Text for analysis:
• • • •
How to practice: I suggest that you practice recreating a high-level overview of glycolysis and TCA cycle. Let’s do that here!

1. 1. Try to write down the two high-level questions that we wanted to ask with our discussion of glycolysis. From a Design Challenge perspective, what were the two key problems that we wanted to think more about?
   2. We talked about one of these problems at length in the context of a redox reaction catalyzed by glyceraldehyde-3-phosphate dehydrogenase. Here, try to summarize that reactions’ energy story and recreate it from scratch if you can. Use our new vocabulary when you think it helps your explanation. The story includes concepts from redox chemistry, energetics, and new bond types, as well as comparisons of free-energies of hydrolysis.
   3. The second part of the story of glycolysis has to do with some of the special 12 compounds that make “everything”—summarize it.

This exercise helps you practice learning objectives: ME.16 Apply the concept of the “conservation of mass” to metabolism by describing the different forms mass takes as it enters and leaves the cell (e.g. input: reduced molecules like glucose, lipids, proteins, etc. & output: oxidized molecules like CO₂, H₂O etc.).; ME.15 Apply the concept of the "conservation of energy" to central metabolism. Follow energy from "sources" of electrons with relatively low reduction potentials to "sinks" with higher redox potentials, describe the major transfers of energy and how this energy is "stored" at each stage.; ME.14 Given metabolic maps of glycolysis and TCA cycle, follow the flow of electrons from energy source to mobile carrier NADH and use a provided redox tower to quantitatively describe the energy transformations.; ME.10 Explain the central role of Acetyl CoA in carbon metabolism including its formation from various sources (the oxidative decarboxylation of pyruvate, oxidation of fatty acids, and/or oxidative degradation of some amino acids) and as a carbon source in both the TCA cycle and lipid synthesis.; ME.7 Create an "energy story" for glycolysis. The story should list the overall reactants and products, sources of energy, energy transfers, the types of reactions involved in energy transfer, and the mediators of the transformations of matter and transfers of energy.

10. Why: ATP is a crucially important molecule in biological systems - it plays many different roles. Here we want to review its role as an energy carrier and make sure we understand some of the basis of how “it works”.
• • • •
Dataset entries:

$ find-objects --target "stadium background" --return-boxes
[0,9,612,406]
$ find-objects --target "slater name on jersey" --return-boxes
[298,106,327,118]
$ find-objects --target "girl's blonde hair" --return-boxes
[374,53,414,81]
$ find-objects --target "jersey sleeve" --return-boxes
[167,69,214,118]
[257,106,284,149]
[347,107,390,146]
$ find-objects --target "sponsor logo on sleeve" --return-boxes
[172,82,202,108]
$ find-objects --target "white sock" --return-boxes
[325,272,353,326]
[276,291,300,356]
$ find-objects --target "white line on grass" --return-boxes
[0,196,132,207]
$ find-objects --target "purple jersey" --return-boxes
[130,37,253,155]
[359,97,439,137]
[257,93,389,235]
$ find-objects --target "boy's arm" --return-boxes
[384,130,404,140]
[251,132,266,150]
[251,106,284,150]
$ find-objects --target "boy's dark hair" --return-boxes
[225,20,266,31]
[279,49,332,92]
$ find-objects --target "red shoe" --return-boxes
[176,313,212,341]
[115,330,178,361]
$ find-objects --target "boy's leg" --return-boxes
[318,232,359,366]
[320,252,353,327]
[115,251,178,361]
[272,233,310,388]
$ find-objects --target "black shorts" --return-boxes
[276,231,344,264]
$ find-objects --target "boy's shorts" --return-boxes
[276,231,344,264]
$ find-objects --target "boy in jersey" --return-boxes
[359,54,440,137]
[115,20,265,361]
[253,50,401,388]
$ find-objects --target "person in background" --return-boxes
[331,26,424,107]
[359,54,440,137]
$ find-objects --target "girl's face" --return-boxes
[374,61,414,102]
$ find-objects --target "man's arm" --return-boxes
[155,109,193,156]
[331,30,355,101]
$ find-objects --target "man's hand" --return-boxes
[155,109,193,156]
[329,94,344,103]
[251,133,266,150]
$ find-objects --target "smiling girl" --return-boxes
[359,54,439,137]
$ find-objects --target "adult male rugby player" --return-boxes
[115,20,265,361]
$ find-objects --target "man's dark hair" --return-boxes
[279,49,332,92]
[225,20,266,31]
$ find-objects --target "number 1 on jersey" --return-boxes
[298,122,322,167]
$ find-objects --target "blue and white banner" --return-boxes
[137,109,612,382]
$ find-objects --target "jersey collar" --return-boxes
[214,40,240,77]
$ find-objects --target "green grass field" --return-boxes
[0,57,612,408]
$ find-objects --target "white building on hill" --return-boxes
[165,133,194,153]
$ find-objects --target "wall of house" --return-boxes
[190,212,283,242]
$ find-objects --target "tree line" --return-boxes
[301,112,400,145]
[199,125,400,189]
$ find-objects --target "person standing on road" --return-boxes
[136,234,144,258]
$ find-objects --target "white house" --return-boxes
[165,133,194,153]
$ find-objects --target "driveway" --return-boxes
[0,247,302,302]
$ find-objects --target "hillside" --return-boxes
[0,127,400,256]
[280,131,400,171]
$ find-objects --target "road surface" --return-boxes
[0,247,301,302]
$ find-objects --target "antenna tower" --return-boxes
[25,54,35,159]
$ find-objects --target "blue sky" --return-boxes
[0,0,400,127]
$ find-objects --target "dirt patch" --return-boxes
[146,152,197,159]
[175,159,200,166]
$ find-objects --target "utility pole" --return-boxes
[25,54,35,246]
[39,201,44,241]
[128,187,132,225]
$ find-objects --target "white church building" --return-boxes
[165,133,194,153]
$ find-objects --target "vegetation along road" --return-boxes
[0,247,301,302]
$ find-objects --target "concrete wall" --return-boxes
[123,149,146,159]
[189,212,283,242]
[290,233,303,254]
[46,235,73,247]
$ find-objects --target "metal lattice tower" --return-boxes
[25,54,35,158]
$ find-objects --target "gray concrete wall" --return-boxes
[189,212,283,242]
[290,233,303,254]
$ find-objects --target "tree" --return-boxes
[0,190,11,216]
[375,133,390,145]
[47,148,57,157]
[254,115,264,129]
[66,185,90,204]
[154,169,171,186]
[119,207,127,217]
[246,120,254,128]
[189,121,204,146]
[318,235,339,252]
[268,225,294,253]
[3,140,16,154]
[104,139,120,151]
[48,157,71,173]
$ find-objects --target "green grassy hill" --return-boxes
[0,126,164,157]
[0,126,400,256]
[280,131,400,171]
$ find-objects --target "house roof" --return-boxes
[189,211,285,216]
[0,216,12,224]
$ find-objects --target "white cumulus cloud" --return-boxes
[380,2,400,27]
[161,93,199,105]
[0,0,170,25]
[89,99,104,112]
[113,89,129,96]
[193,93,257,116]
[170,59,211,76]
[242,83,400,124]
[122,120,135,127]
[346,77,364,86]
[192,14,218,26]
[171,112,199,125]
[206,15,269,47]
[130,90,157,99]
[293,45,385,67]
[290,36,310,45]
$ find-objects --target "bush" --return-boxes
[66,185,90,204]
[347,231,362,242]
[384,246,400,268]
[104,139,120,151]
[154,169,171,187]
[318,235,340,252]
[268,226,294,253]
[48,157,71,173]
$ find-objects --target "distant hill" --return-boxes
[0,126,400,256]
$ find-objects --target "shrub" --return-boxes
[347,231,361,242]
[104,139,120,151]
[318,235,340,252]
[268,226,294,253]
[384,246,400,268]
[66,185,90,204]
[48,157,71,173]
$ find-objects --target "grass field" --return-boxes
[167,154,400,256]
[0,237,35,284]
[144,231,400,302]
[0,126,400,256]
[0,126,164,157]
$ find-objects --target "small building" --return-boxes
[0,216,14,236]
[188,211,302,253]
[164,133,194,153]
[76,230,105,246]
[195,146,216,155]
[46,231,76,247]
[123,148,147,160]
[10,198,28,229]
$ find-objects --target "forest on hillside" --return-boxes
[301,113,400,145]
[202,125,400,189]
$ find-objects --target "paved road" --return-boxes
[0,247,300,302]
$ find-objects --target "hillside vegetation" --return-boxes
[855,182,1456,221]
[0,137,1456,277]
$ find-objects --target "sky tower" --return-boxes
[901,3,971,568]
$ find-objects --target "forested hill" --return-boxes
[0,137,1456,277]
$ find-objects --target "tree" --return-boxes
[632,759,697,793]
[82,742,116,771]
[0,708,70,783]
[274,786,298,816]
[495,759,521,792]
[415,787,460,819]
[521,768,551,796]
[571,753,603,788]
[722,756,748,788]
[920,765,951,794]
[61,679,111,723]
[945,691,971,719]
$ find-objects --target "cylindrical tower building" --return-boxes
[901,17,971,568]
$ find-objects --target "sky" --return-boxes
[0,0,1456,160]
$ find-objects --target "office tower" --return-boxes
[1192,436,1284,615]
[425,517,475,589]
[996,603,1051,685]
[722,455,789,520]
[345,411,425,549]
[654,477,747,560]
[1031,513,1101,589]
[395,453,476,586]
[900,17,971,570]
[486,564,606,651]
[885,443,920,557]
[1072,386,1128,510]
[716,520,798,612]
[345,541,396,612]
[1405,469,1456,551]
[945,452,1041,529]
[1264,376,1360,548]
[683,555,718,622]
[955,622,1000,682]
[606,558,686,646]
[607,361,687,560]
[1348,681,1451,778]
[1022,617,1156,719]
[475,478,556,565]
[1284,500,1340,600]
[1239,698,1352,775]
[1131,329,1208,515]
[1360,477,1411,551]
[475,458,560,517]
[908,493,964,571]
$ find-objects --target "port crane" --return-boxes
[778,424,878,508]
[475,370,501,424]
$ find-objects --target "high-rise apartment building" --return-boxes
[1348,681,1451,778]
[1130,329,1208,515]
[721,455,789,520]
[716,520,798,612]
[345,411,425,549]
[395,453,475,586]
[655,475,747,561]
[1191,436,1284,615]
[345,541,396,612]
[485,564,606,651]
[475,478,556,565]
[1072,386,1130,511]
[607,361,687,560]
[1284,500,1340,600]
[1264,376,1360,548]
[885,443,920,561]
• • • •
Check your understanding:
a. Answer these questions using the glycolysis practice text:
(i) Which enzyme catalyzes the redox reaction that the text says was discussed at length?
(ii) How many special compounds that make "everything" does the text mention?
(iii) Which learning objective asks for an "energy story" for glycolysis?
b. Write the next part of the glycolysis practice text, following on from its last sentence.

Task-by-task outputs:
a.
(i) Glyceraldehyde-3-phosphate dehydrogenase
(ii) 12
(iii) ME.7

b.
How to practice: As discussed in the “book”, we often talk about the hydrolysis of ATP to ADP+Pi as an exergonic process. Your chemistry professor will correctly tell you that breaking bonds takes energy. How can both of these observations be true? What is the distinction between saying that we “hydrolyze ATP" and “breaking the phosphate bond” that makes both of the previous statements true? Why does the teaching staff take great pains to note the the “hydrolysis of certain bonds” is energetically favorable?

This exercise helps you practice learning objectives: ME.5 Explain the important contribution of water in determining the negative ΔG⁰’ of the hydrolysis of a phosphoanhydride bond in ATP.; MS.27 Identify the “high-energy” bonds in ATP. - These learning goals carry over from the previous lecture, but we’ll keep practicing here!

11. Why: Fermentation is a key process for recycling NADH into NAD⁺ and in the production of many

How to practice: In the reading assignments and in lecture, you were given the problem of figuring out what options the cell might reasonably have to re-oxidize the NADH to NAD⁺ in order to avoid consuming the available pools of NAD⁺ and thus stopping glycolysis. In today’s lecture we discussed one solution—fermentation.

1. What is your definition of fermentation? Does it relate to oxygen or to regenerating NAD⁺ pools?
2. Can fermentation happen in the presence of oxygen?.
3. Is fermentation the same thing as anaerobic respiration?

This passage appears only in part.